» Provided passage:
---

Therapists abuzzPosted: September 24, 2012
I spent the morning at Einstein Bagels in Fairfax. Had you come to the back of the restaurant, you would have seen the nook that we have begun to call our home on the last Monday of every month. “We” are a group of therapists who meet to network, consult and generally shmooze over coffee and a bagel. We are an informal branch of a wonderful group, DC Therapist Moms created by Jennifer Kogan, whose vision was to have a network of women who are raising children and building therapy practices. Jen has done an amazing job in connecting us to one another. So amazing, in fact, that we formed our own little coffee klatsch on this side of the river.
I never know who will be there when I cross the border from Reston/Herndon
all the way over to Fairfax, but I have never been disappointed. Sometimes it is a handful of therapists; psychologists, social workers, marriage therapists and even psychiatrists have joined our midst. One time it was just three of us and it afforded us the opportunity to have an intimate discussion about some particularly difficult cases. Today there were ten therapists from the ranks of a sports psychologist, someone who focuses on chronic pain, an infertility specialist and some trauma workers. There were also several couples therapists, women’s counselors, adolescent and adoption specialists and a mom of five returning to the work force.
We often start as a group, do introductions, and then for those who were late (I am telling you that road to Fairfax is LONG) do re-introductions. A discussion always evolves from the introductions, often it is someone who is new to private practice (these women
talked me off the ledge held my hand when I was about to open my practice back in May) who is asking questions and trying to figure out how to make it all happen. Today we were made aware that one of us is doing some good clinical work on her bike while someone else may have shared a therapeutic tip on the golf course. We therapists are adaptable, if nothing else.

---

[Dataset records]
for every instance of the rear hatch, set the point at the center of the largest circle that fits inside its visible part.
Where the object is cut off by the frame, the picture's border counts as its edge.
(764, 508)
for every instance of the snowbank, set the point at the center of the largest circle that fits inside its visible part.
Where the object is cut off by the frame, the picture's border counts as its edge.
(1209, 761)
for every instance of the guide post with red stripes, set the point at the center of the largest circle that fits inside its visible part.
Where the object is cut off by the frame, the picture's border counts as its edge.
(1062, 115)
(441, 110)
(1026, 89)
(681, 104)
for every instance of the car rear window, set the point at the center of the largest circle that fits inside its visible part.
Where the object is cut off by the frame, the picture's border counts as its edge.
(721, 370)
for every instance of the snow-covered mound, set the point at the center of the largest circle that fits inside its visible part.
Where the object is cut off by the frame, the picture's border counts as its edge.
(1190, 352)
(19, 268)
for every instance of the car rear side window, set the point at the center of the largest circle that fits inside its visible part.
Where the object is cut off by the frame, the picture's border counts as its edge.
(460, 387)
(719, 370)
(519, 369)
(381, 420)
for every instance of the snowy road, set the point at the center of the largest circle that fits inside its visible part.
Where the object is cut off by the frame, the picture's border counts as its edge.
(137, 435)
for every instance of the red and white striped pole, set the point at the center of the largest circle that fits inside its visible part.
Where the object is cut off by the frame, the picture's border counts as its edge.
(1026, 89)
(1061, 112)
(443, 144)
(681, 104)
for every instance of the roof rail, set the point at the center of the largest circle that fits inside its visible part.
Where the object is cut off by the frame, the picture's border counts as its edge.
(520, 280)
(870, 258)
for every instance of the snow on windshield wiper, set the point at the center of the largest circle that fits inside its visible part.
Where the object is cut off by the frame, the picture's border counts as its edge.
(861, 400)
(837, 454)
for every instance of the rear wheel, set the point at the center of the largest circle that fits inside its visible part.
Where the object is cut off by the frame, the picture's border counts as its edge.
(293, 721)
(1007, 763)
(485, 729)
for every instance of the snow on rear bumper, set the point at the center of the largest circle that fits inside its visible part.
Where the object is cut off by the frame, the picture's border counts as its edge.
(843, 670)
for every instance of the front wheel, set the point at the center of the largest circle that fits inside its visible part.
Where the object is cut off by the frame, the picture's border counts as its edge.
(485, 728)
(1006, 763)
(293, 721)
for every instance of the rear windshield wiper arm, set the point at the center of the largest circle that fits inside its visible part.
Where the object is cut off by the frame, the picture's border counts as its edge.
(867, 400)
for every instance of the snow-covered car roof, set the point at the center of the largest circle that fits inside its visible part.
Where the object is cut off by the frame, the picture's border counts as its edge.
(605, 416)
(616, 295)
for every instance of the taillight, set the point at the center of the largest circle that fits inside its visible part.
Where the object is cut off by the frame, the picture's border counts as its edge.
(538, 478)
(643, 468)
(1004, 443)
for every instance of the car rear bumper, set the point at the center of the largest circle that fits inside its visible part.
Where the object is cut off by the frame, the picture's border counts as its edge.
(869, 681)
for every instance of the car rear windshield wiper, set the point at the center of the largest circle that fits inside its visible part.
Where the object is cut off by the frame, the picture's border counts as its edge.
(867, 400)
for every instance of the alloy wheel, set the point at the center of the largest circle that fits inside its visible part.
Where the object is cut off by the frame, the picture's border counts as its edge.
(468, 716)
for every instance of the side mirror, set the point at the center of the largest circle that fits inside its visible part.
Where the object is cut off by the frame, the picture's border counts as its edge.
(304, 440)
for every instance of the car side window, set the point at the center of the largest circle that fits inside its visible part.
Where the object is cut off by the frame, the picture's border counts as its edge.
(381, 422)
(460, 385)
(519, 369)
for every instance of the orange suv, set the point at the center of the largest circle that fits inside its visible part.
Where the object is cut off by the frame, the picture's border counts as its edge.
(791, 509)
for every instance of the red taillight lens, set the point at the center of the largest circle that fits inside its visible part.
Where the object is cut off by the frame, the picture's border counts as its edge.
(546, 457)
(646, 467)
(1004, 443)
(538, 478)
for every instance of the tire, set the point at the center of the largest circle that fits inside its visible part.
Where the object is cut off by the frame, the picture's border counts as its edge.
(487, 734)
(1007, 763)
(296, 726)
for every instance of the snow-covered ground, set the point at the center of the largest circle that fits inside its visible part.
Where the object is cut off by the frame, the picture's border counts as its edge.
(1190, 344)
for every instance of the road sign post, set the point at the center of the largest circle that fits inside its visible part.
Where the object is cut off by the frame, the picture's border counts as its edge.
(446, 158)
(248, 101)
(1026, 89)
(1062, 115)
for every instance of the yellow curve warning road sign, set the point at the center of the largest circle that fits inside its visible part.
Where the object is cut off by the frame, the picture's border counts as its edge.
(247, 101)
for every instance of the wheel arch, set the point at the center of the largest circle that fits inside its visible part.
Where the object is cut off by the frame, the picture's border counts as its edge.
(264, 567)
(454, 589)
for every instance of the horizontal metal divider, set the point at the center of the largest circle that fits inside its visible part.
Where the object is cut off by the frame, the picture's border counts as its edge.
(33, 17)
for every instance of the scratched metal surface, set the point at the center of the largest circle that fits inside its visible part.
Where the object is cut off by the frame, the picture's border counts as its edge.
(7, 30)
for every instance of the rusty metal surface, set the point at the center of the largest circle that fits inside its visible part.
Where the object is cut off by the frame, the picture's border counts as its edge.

---

» Apply what you read:
• 1. Please list the kinds of professionals that the post about the therapists' coffee group says have joined the group's meetings at times.
• 2. Resume the post about the therapists' coffee group from the point where it stops.

» Outputs for the tasks:
• 1.
- Psychologists
- Social workers
- Marriage therapists
- Psychiatrists

• 2.
A big topic of discussion is technology. There might be a therapist or two at our table that grew up in the 70’s and learned to use a typewriter rather than a keyboard. We “mature” therapists are eager to learn from the young whippersnappers in the group about how to incorporate Facebook, Twitter or any of the newest and shiniest gadgets or websites into our practice. (Note to self, someone mentioned Big Tent, must check it out and see if it will work for our group).
By the end of the meeting the ten of us had broken into three or four different conversations. On my left, I was discussing raising teenagers while on my right, I was engaged with two young therapists who had toddlers at home! Across from me, I was eavesdropping on a conversation about how we can post information to each other, thus the Big Tent reminder and on the other end of the table there were two intense conversations that I missed altogether.
And, as usual, there are laughs. How could a lively group of women sit around a table without a good belly laugh to remind us that it is this connection and sharing that keeps us going?